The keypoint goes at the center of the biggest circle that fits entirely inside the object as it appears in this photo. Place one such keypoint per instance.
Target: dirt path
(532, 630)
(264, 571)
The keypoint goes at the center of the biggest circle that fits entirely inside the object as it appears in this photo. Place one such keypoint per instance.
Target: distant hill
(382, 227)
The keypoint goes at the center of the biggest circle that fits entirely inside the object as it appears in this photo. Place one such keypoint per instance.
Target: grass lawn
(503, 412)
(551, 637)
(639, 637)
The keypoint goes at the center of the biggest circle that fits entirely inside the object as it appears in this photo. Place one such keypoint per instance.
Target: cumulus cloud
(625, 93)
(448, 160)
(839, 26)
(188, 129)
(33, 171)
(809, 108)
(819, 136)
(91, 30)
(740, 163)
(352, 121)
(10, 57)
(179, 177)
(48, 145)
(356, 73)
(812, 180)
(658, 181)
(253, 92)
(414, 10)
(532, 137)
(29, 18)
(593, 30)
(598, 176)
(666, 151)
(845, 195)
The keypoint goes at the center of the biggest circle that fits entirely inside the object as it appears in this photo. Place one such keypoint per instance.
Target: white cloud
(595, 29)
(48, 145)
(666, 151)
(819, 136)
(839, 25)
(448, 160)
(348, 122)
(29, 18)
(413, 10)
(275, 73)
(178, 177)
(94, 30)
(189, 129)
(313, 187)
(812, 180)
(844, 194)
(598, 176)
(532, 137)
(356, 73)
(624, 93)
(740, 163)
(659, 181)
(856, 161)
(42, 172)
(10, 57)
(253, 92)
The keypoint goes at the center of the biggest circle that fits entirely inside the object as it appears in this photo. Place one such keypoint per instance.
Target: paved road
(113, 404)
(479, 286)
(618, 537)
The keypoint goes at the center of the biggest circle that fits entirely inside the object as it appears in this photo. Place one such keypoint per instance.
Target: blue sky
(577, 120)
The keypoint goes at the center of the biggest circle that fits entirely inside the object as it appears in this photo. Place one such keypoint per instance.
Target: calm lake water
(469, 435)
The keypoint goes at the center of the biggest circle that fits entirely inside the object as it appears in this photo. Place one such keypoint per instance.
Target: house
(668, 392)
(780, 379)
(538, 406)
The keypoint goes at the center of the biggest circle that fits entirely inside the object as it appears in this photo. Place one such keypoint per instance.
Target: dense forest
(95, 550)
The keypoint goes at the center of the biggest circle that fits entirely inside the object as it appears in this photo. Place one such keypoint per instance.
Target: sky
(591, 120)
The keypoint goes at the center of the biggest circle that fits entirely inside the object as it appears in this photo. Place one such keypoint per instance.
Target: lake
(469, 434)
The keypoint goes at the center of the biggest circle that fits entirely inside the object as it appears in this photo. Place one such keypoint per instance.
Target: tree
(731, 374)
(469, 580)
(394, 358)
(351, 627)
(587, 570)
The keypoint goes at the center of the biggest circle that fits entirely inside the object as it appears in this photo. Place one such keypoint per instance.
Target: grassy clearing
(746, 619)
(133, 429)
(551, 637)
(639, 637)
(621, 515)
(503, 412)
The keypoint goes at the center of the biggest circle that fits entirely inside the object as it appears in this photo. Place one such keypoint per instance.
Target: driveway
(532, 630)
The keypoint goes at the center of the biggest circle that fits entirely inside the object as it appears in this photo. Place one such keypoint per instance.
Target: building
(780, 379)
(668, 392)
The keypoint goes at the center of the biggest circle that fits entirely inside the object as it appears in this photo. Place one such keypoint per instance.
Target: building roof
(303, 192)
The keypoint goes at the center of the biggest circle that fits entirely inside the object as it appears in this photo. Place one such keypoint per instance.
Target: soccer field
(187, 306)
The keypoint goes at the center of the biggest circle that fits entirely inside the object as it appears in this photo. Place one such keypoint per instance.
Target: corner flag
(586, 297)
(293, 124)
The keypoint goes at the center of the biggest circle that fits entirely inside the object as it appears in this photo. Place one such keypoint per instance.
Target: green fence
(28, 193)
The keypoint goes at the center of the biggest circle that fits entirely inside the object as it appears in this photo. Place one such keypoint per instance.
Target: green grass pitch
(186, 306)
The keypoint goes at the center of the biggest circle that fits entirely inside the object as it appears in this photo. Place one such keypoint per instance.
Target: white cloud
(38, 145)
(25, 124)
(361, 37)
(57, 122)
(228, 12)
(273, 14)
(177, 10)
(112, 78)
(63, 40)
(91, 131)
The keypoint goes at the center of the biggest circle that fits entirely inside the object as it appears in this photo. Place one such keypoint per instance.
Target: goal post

Exercise details » Each line of the data is to be retyped exactly as shown.

The completed task »
The keypoint goes at the center of the biggest circle that fits entirely inside the object as it appears in this photo. Place one such keypoint per instance.
Target: dirt path
(532, 630)
(264, 571)
The keypoint goes at the center of the biggest circle that fits entirely inside the object as it appears in this photo. Place one such keypoint per instance.
Target: distant hill
(382, 227)
The keypoint goes at the center of the biggest circle that fits entirely inside the object as it appears in this photo. Place one such keypoint per instance.
Target: grass lawn
(503, 412)
(551, 637)
(639, 637)
The keypoint goes at the center of the biggest circle that fits entirely inside the object as it appears in this photo. Place one such keypoint per instance.
Target: cumulus cloud
(625, 93)
(448, 160)
(839, 26)
(188, 129)
(33, 171)
(809, 108)
(819, 136)
(91, 30)
(740, 163)
(352, 121)
(10, 57)
(179, 177)
(48, 145)
(356, 73)
(812, 180)
(658, 181)
(253, 92)
(414, 10)
(532, 137)
(29, 18)
(593, 30)
(598, 176)
(666, 151)
(845, 195)
The keypoint goes at the center of the biggest circle that fits entirely inside the object as it appears in this photo. Place one such keypoint per instance.
Target: white cloud
(595, 29)
(48, 145)
(666, 151)
(819, 136)
(839, 25)
(448, 160)
(348, 122)
(29, 18)
(413, 10)
(275, 73)
(178, 177)
(94, 30)
(189, 129)
(313, 187)
(812, 180)
(844, 194)
(598, 176)
(532, 137)
(356, 73)
(624, 93)
(740, 163)
(659, 181)
(856, 161)
(42, 172)
(10, 57)
(253, 92)
The keypoint goes at the center of the biggest circle that fits entirely inside the object as it appears in this photo. Place one such keypoint per instance.
Target: paved road
(113, 404)
(479, 286)
(618, 537)
The keypoint goes at the center of the biggest circle that fits entirely inside the object as it appears in this photo. Place one such keypoint per instance.
Target: blue sky
(577, 120)
The keypoint goes at the center of the biggest circle that fits entirely inside the object as it appears in this photo. Place one such keypoint per instance.
Target: calm lake water
(469, 435)
The keypoint goes at the center of the biggest circle that fits entirely inside the object as it appears in this photo. Place one such keypoint per instance.
Target: house
(668, 392)
(780, 379)
(538, 406)
The keypoint goes at the center of the biggest circle that fits entirely inside the object as it appears in this photo. Place one such keypoint per instance.
Target: dense forest
(95, 550)
The keypoint goes at the center of the biggest circle that fits entirely inside the object as it appears in this photo. Place one such keypoint per instance.
Target: sky
(591, 120)
The keypoint goes at the center of the biggest circle that fits entirely inside the object as it appears in this photo. Place one such keypoint per instance.
Target: lake
(469, 434)
The keypoint goes at the center of the biggest circle that fits entirely inside the object as it appears in this photo. Place one such keypoint per instance.
Target: tree
(731, 374)
(469, 580)
(394, 358)
(351, 627)
(587, 570)
The keypoint goes at the center of the biggest circle that fits entirely inside the object as it appears in this photo. Place one such keypoint per instance.
Target: grassy clearing
(746, 619)
(133, 429)
(551, 637)
(639, 637)
(621, 515)
(503, 412)
The keypoint goes at the center of the biggest circle that fits entirely inside the object as it appears in this photo. Place one such keypoint per instance.
Target: driveway
(532, 630)
The keypoint goes at the center of the biggest circle that fits entirely inside the object as it appears in this photo. Place one such keypoint per instance.
Target: building
(780, 379)
(668, 392)
The keypoint goes at the center of the biggest circle that fits entirely inside the object as it appears in this photo. Place one such keypoint per instance.
Target: building roof
(303, 192)
The keypoint goes at the center of the biggest circle that fits entirely inside the object as it appears in this photo. Place one such keypoint per instance.
Target: soccer field
(187, 306)
The keypoint goes at the center of the biggest circle that fits entirely inside the object as it appears in this photo. Place one such keypoint per instance.
Target: corner flag
(586, 297)
(293, 124)
The keypoint goes at the center of the biggest circle that fits entirely inside the object as it appears in this photo. Place one such keypoint per instance.
Target: green fence
(28, 193)
The keypoint goes at the center of the biggest circle that fits entirely inside the object as it appears in this photo. Place one such keypoint per instance.
Target: green grass pitch
(186, 306)
The keypoint goes at the center of the biggest circle that fits entirely inside the object as it appears in this photo. Place one such keypoint per instance.
Target: white cloud
(38, 145)
(25, 124)
(361, 37)
(57, 122)
(228, 12)
(273, 14)
(177, 10)
(112, 78)
(63, 40)
(91, 131)
The keypoint goes at the center of the biggest circle that fits entirely inside the object as it appears in this photo. Place one such keypoint per instance.
Target: goal post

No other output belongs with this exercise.